You Can’t Get In
National Parks
“Der Campingplatz ist voll,” which is to say the campground is full. And that’s all day, every day from mid-March to mid-October at Arches National Park near Moab, Utah.
Ever-popular with travelers from afar and Europeans in particular, the park sports a permanent placard at its main entrance informing visitors daily in numerous languages that all 53 campsites ahead are taken.
To get one, you have to get in line the night before.
It’s one symptom of a supply-and-demand crisis that America’s national parks are less accessible than ever before.
Arches is a microcosm of a system overrun and underfunded, its infrastructure crumbling and its staff dwindling in recent years even as visitation sets new records.
Another notable sign of the troubled times: The ranger in the Smoky Bear hat approaches extinction, pushed onto the endangered-species list by the new, frugal Washington. Indeed, only one ranger is on duty at any given time in Arches, which covers 73,000 acres inside a 54-mile border. Campfire programs are held only once a week.

* Task brief *
Write the next few paragraphs of the article about crowded, underfunded national parks, starting after its last sentence.

* Records *
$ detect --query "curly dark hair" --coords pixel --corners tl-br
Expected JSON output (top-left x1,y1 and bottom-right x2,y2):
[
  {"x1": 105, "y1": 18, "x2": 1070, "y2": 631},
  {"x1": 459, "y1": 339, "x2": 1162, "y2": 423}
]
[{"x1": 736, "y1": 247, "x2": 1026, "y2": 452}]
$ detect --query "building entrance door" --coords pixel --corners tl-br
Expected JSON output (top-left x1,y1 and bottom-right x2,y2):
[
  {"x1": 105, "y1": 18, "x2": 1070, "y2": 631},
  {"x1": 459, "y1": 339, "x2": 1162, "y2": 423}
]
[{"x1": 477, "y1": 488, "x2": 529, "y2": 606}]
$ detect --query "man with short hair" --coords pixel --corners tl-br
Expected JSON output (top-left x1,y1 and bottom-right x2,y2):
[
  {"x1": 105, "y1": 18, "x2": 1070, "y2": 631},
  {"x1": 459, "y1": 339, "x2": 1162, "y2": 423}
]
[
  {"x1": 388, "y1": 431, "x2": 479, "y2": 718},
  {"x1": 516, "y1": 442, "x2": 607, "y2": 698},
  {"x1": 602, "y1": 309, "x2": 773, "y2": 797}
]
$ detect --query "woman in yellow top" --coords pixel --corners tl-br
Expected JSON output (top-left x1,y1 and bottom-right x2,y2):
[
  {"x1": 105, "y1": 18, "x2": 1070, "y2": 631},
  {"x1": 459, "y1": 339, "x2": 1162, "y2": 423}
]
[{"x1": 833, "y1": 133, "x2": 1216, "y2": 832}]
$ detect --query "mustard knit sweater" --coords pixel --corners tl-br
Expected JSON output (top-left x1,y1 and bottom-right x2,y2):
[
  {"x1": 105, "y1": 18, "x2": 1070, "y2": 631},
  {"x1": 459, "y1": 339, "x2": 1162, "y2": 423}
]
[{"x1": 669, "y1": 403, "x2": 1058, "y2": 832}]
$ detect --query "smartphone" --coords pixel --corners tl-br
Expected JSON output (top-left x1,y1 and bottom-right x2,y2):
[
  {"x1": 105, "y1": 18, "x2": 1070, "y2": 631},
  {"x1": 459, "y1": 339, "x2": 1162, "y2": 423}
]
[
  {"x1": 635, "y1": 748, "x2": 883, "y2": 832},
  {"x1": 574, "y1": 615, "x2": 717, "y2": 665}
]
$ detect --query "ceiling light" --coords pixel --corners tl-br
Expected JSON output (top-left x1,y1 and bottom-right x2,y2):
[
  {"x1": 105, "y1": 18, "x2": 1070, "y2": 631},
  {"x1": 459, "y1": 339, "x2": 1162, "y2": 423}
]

* Result *
“If something doesn’t change by next year, we’re really going to see some big-time changes around here,” said Walt Dabney, superintendent of the Moab area’s three Park Service attractions - Arches, Canyonlands National Parks and Natural Bridges National Monument.
Only through creative accounting did Arches open its sole campground this year, and the park’s budget for seasonal employees was shot almost before anybody was hired.
When Arches became a national park in 1971, it counted 202,895 visitors. By 1985, the number had risen to 363,464. Last year it was 859,372.